> [SOURCE EXCERPT]
===============

Open abraster opened 1 month ago
We also tried to split one document in 5 parts and the result was the same(Parts from 1 to 4 are 51MB and Part5 file is 13MB):
And again we are receiving the same error.
Any updates regarding our case?
What version are you deploying?
There was a recent issue in Unstrucutred.io with NTLK version dependencies(https://github.com/Unstructured-IO/unstructured/issues/3511), but our latest release v1.2 should be up to date with compatible versions of both.
If that is not working, I suggest trying to use punkt_tab
instead of punkt
in https://github.com/microsoft/PubSec-Info-Assistant/blob/1038af555477f43b5ebc095e609f2ee5b0c09a4d/functions/shared_code/utilities.py#L17 due to recent changes in NTLK (https://github.com/nltk/nltk/issues/3266#issuecomment-2284001819).
Please let us know if this resolves your error and we will update accordingly.
Hello,
We make a new deployment with the latest updates on v1.2 but we still have the issue with indexing some books.
Could you please advice how to use punkt_tab instead of punkt, we need to delete punkt or something else needs to be done?
Thank you in advance!
Hello,
Do we have any updates?
Thank you.
Please update the following line of code in this file here-> from: "nltk.download('punkt')" to: "nltk.download('punkt_tab')". After the update is made, please run "make deploy-functions" to deploy out your updated function code to your function app. Please note, if you deployed with secure mode enabled, please establish connectivity first using a VPN. etc prior to deploying as the infrastructure is network restricted
Hello,
The update was made successfully:
Now our books are in state queued for more than 30 minutes.
I will check again the state tomorrow morning and provide you with feedback.
Hello,
All books are still in queued status.

===============

> [DIRECTION]
According to the thread above, which command should be run to deploy the updated function code after the change to the download line? The items from here on are separate from the thread.

> [SUPPLIED INFORMATION]
===============

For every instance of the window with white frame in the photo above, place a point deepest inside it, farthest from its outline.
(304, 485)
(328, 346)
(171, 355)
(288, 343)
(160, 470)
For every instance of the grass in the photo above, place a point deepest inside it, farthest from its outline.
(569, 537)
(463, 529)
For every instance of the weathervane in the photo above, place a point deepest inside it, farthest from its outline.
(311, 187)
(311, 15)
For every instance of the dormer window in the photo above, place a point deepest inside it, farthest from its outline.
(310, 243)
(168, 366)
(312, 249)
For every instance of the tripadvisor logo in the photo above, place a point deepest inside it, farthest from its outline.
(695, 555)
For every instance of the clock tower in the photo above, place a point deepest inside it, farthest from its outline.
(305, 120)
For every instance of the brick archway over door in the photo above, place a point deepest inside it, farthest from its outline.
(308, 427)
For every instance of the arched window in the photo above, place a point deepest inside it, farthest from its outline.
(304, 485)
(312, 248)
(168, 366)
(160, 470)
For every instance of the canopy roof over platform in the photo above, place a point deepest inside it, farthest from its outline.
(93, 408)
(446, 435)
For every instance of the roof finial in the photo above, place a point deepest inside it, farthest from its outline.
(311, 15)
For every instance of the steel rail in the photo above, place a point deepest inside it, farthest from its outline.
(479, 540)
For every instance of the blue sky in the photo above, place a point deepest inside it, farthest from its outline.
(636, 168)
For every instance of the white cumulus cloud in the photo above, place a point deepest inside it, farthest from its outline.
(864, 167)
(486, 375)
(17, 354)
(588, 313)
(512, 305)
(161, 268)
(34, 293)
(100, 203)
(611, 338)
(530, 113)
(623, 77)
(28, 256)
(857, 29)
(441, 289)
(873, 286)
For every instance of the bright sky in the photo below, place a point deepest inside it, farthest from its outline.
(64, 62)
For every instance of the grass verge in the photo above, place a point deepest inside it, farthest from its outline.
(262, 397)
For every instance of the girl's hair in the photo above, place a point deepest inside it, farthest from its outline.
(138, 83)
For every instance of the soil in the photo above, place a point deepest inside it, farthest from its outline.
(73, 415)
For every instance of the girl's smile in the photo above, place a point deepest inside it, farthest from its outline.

===============

> [WRITTEN RESPONSE]
make deploy-functions